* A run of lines
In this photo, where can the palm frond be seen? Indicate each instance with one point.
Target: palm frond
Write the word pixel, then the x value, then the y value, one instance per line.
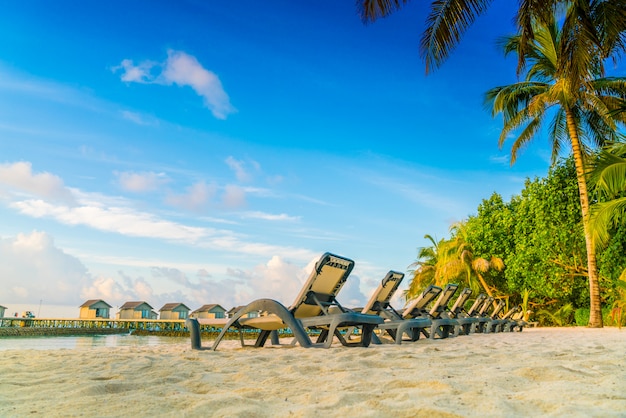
pixel 558 133
pixel 446 23
pixel 370 10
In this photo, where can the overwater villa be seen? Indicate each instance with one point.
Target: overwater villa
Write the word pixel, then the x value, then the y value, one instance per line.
pixel 209 311
pixel 136 310
pixel 95 308
pixel 174 311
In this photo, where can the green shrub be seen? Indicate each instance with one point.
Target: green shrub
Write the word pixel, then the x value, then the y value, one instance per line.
pixel 581 316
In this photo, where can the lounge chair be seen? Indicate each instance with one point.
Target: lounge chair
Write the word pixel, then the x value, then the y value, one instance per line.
pixel 315 308
pixel 514 320
pixel 395 326
pixel 496 323
pixel 443 325
pixel 477 316
pixel 467 323
pixel 417 308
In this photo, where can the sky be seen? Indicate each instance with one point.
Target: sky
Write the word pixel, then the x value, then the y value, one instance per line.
pixel 211 152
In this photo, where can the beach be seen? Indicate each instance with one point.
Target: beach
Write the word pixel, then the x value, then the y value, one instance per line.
pixel 576 372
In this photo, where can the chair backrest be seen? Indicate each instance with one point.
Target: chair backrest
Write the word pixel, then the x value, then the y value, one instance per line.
pixel 496 311
pixel 417 306
pixel 442 302
pixel 383 293
pixel 460 301
pixel 485 306
pixel 478 303
pixel 321 288
pixel 511 311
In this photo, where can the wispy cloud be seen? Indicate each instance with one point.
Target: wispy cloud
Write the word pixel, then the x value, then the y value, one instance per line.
pixel 138 118
pixel 19 178
pixel 37 196
pixel 141 182
pixel 234 197
pixel 270 217
pixel 239 169
pixel 196 197
pixel 183 70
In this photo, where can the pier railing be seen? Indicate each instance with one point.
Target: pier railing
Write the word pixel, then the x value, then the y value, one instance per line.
pixel 130 324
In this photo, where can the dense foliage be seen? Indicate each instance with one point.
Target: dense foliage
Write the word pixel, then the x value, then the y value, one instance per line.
pixel 539 236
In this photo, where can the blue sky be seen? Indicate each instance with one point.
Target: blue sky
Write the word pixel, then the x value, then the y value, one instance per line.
pixel 206 152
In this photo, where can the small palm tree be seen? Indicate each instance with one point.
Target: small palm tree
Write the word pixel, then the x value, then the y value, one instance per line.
pixel 427 269
pixel 448 261
pixel 609 178
pixel 449 19
pixel 565 79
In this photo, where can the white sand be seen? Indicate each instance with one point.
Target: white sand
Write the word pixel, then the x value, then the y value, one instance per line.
pixel 574 372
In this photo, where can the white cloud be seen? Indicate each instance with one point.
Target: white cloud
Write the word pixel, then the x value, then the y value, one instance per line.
pixel 234 197
pixel 136 73
pixel 34 269
pixel 141 182
pixel 138 119
pixel 183 70
pixel 124 221
pixel 196 198
pixel 19 178
pixel 270 216
pixel 239 168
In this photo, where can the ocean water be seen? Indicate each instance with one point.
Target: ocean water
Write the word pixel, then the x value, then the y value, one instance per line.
pixel 72 342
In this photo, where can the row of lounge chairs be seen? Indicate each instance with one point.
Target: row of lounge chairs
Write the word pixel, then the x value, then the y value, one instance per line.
pixel 317 312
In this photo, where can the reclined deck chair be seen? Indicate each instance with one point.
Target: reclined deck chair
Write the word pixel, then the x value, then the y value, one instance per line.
pixel 496 323
pixel 478 311
pixel 514 320
pixel 467 324
pixel 395 326
pixel 315 308
pixel 417 308
pixel 443 325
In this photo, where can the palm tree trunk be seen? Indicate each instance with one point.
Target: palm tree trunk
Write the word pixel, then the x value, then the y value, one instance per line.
pixel 595 307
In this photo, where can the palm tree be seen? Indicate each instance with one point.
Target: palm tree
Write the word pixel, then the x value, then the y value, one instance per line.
pixel 449 19
pixel 609 178
pixel 452 260
pixel 565 79
pixel 428 267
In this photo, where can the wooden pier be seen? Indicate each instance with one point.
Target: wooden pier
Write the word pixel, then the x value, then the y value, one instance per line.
pixel 100 323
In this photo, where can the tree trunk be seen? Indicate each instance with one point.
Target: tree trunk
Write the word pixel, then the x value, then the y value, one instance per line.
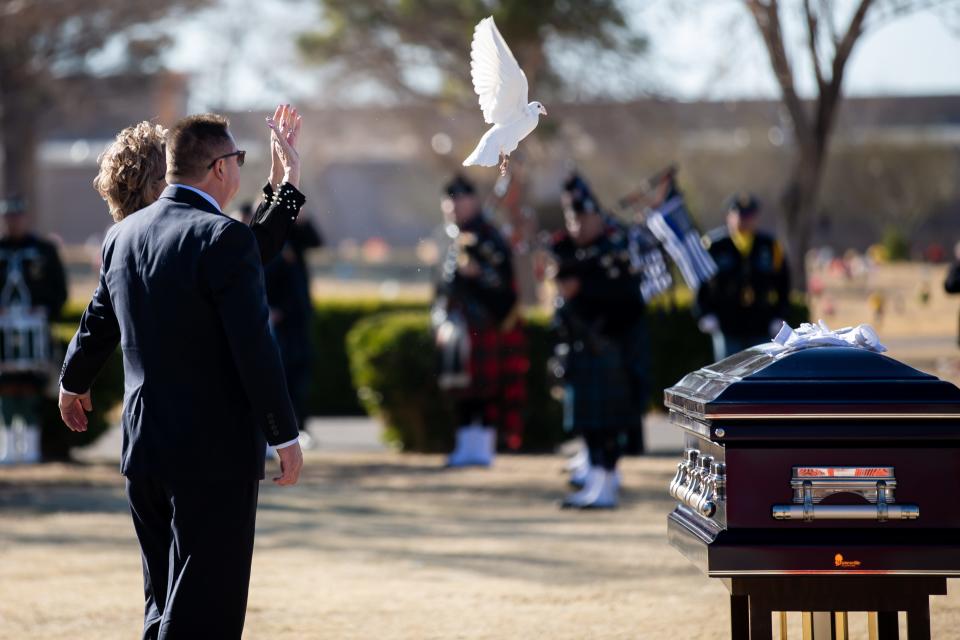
pixel 799 201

* Task objective
Copy these lines over word for word, from first to last, but leave the pictures out.

* The solution
In this photo, where can the palm frond be seen? Indicate each instance with one point.
Target: palm frond
Write the word pixel, then the x value, then the y value, one instance per line.
pixel 558 133
pixel 446 23
pixel 370 10
In this photo, where can the overwater villa be seen? Indicate each instance with one point.
Target: overwater villa
Write the word pixel, then the x value, then the y value, one instance per line.
pixel 209 311
pixel 136 310
pixel 95 308
pixel 174 311
In this photo, where can the green shrub be seen? Indicate each instance with one point.
Target: green shrub
Write the word pixel, then the x value, then the y value, one instance per line.
pixel 581 316
In this photo, where can the lounge chair be seen? Indicate each instance with one point.
Target: lounge chair
Write the word pixel, then the x value, then the y value, one instance per line.
pixel 315 308
pixel 514 320
pixel 395 326
pixel 496 323
pixel 443 325
pixel 477 316
pixel 467 323
pixel 417 308
In this photo, where can the sky be seen? Indicate each instance with one point.
Target: sky
Write the word pixel, then the x value, then the y value, one instance per line.
pixel 211 152
In this photo, where can the beach be seen? Indicate each instance with one point.
Target: beach
Write the word pixel, then the x value, then the y value, one instance per line.
pixel 576 372
In this photo, where can the chair backrest be seen? Indicate each instance with one point.
Target: chair backrest
Write the word pixel, then the x value, then the y value, one instance per line.
pixel 496 311
pixel 417 306
pixel 442 302
pixel 383 293
pixel 460 301
pixel 485 306
pixel 478 303
pixel 321 288
pixel 511 311
In this photo, where can the wispy cloud be seen? Indicate each instance with one point.
Target: wispy cloud
Write the word pixel, then the x value, then the y value, one instance per line.
pixel 138 118
pixel 19 178
pixel 37 196
pixel 141 182
pixel 234 197
pixel 270 217
pixel 239 169
pixel 196 197
pixel 183 70
In this photo, where can the pier railing be seen? Indicate each instance with one point.
Target: pier railing
Write the word pixel, then the x value, then the y value, one instance per line.
pixel 130 324
In this photo, where can the dense foliage be seen? Indicate each instance with one point.
Target: dense foliage
Write the word pixel, then the x value, then the y value, one instance per line.
pixel 539 236
In this photo, where can the blue sky be seen? Indicate each instance with one point.
Target: blue sky
Write the word pixel, then the x value, then the y value, one instance per line.
pixel 206 152
In this photo, where can the small palm tree be seen? Indicate each instance with one point.
Target: small palm tree
Write the word pixel, then the x value, then the y value, one instance per line.
pixel 427 269
pixel 448 261
pixel 609 178
pixel 449 19
pixel 565 79
In this photo, where can the white sand be seen? Indicate each instance with one point.
Target: white sand
Write the word pixel, then the x value, then the y value, one instance per line.
pixel 574 372
In this photo, where can the white cloud be seen? Indicate each instance with one point.
Target: white cloud
Write the word pixel, then the x value, then the y value, one instance per line.
pixel 234 197
pixel 136 73
pixel 34 269
pixel 141 182
pixel 138 119
pixel 183 70
pixel 124 221
pixel 196 198
pixel 19 178
pixel 270 216
pixel 239 168
In this photo, where can the ocean water be seen? Indicate each instance with one point.
Target: ocean water
Write the word pixel, then the x value, then the y value, one instance per line.
pixel 72 342
In this photo, where can the row of lounge chairs be seen? Indicate each instance with one point.
Target: row of lounge chairs
Write the word pixel, then the x value, then the y value, one instance per line.
pixel 317 312
In this photo, where can the reclined deck chair be seen? Indicate each instance with one point.
Target: reclined deck chair
Write the word pixel, then the x value, then the y value, one instance per line.
pixel 496 323
pixel 478 311
pixel 514 320
pixel 467 324
pixel 395 326
pixel 315 308
pixel 417 308
pixel 443 325
In this photo, where can the palm tree trunk be seen? Indicate each instance with one point.
Target: palm tree trunk
Write the word pixel, then the x value, then the y value, one instance per line.
pixel 595 307
In this photo, where can the palm tree be seen? Indicate each instance with one point.
Target: palm tree
Write the word pixel, then the x value, then the y value, one instance per line.
pixel 449 19
pixel 609 178
pixel 452 260
pixel 565 79
pixel 428 267
In this photo, where can the wooden pier be seen? Indicate each instance with one point.
Target: wooden pier
Write the word pixel, then the x value, then the y value, one instance per line.
pixel 100 323
In this photo, where can the tree trunk be seen? Indicate each instance with one point.
Target: tree trunk
Write the word pixel, then the x value, then the y value, one instance per line.
pixel 799 201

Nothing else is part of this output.